> **WHAT YOU NEED TO DO**
• 1. According to the WSAZ article, what color of paper do the students want used for all paperwork for patients with dementia?
• 2. Please extract the WSAZ article word for word from "The Health Sciences" to "and got it.".
• 3. Render this sentence from the WSAZ article in Spanish: "Those students have secured grant funding, and a local hospital, as well as a private practice, have committed to using their ideas to keep patients in our area safe."

> **PASSAGE SHOWN**
■ ■ ■ ■

WSAZ documentary sparks ideas from future caregivers

13 students, with the guidance of their two teachers have been formally pitching their ideas about how to protect patients with dementia to officials.
Published: May. 2, 2023 at 6:44 PM EDT
Email This Link
Share on Pinterest
Share on LinkedIn

HUNTINGTON, W.Va. (WSAZ) - In a follow-up to our January 2022 investigation about a man with dementia who was taken to a hospital but was able to walk away and died, we introduced you last week to teachers and students who have been using our coverage as a teaching tool.

Those students have secured grant funding, and a local hospital, as well as a private practice, have committed to using their ideas to keep patients in our area safe.

The 13 students, with the guidance of their two teachers have been formally pitching their ideas about how to protect patients with dementia to local health care leaders.

In April, we first introduced viewers to the students and their instructor Andrea Clark.

The Health Sciences Class at Mingo Central watched our documentary “53 Days | Chuck’s story.” It’s the story of Chuck Carroll, a man with dementia, who was taken to Cabell Huntington Hospital but was able to walk away and die.

Chuck’s story really hit home with educators and students determined to make a difference for future patients, with Chuck’s story on their minds.

Their ideas include printing all paperwork for patients with dementia on purple paper.

Soon, those ideas will become reality at a local hospital and private practice because these students didn’t just come up with the ideas, they applied for a $30,000 grant to fund the projects and got it.

■ ■ ■ ■

> **DATA SEGMENT**
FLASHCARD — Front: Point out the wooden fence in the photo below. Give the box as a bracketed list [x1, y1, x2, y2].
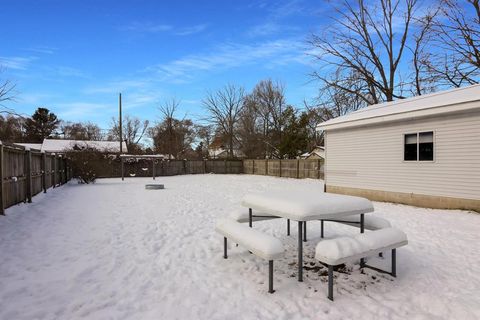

■ ■ ■ ■

> **PROBLEM SOLUTIONS**
• 1. Purple.

• 2.
The Health Sciences Class at Mingo Central watched our documentary “53 Days | Chuck’s story.” It’s the story of Chuck Carroll, a man with dementia, who was taken to Cabell Huntington Hospital but was able to walk away and die.

Chuck’s story really hit home with educators and students determined to make a difference for future patients, with Chuck’s story on their minds.

Their ideas include printing all paperwork for patients with dementia on purple paper.

Soon, those ideas will become reality at a local hospital and private practice because these students didn’t just come up with the ideas, they applied for a $30,000 grant to fund the projects and got it.

• 3. Esos estudiantes han conseguido financiamiento mediante una subvención, y un hospital local, así como una consulta privada, se han comprometido a usar sus ideas para mantener seguros a los pacientes de nuestra zona.